I have a confession to make.
A dirty, filthy, so-not-PC-for-EC, confession.
I bought a pack of size 5 Seventh Generation disposable diapers 3 days ago.
Let me explain...and in doing so, perhaps you can feel a little less ashamed yourself.
He was dry all night at 20 months.
Cooper, my 3rd baby, super duper chill, and longest in diapers in my household (17 months til daytime diapers were ditched - although he would never poop in them)...was completely dry at one wakeup per night, and in the morning, at 20 months old.
(Yes, I know it's not a race. Yes, I know babies are all unique. Yes, I know I'm not supposed to compare. Stay with me.)
To be honest: I was thrilled to be done with sleeptime diapers.
My first was in a cloth backup til 26 months, then spontaneously dry each night.
My second was in a disposable backup til 26 months, then spontaneously dry each night.
I was thrilled that Coop was done sooner. I don't like diapers, and I have a newborn. I hated buying diapers that would get crusty because we'd use them over and over again. Always coming up dry.
Cooper was dry at night at 20 months.
And then he wasn't.
Yep, I put him in trainers with covers and he did fine for about a week. Then the accidents started happening. Then he'd wake up twice instead of once or none.
Then he started peeing himself at nap, too.
He wouldn't say a word, would just lay there in it. I'd come in and say, "Aw, buddy, did you pee your pants again?" And he'd say "Yes" (with a cute lisp).
____
__WHAT YOU NEED TO DO__
1. List each distinct age given in months in the diaper confession.
2. Render everything in the rows from their first line down to the line containing "170L61 197L138 195L151" as a numbered list.

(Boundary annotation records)
____
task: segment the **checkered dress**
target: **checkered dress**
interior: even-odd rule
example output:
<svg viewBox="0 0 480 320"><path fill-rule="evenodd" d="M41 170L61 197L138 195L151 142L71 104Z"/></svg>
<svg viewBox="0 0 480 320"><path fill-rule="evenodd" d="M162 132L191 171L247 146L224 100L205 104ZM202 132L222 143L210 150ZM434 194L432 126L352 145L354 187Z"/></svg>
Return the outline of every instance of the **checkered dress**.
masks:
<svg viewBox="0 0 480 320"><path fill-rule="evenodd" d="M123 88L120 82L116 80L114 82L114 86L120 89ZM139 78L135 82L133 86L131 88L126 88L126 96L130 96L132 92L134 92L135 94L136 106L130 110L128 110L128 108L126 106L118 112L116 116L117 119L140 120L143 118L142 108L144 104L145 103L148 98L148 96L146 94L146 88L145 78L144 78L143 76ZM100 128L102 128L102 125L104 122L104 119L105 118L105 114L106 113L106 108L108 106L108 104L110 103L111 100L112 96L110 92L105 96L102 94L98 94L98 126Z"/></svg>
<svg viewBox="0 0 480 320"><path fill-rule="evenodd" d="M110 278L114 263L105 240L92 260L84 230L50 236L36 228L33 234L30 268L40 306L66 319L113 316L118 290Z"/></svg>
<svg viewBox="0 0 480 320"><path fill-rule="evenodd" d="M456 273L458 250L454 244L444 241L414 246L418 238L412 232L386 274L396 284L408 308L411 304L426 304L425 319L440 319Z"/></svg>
____
__RESPONSE LIST__
1.
- 20 months
- 17 months
- 26 months

2.
1. task: segment the **checkered dress**
2. target: **checkered dress**
3. interior: even-odd rule
4. example output:
5. <svg viewBox="0 0 480 320"><path fill-rule="evenodd" d="M41 170L61 197L138 195L151 142L71 104Z"/></svg>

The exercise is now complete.